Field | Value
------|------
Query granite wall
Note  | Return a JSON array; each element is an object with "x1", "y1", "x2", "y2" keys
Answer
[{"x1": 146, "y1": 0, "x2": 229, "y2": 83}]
--- --- ---
§ Work required: Start to finish, copy the records above with no differences.

§ Reply:
Field | Value
------|------
Query granite wall
Note  | Return a JSON array; each element is an object with "x1", "y1", "x2", "y2" keys
Answer
[{"x1": 146, "y1": 0, "x2": 229, "y2": 83}]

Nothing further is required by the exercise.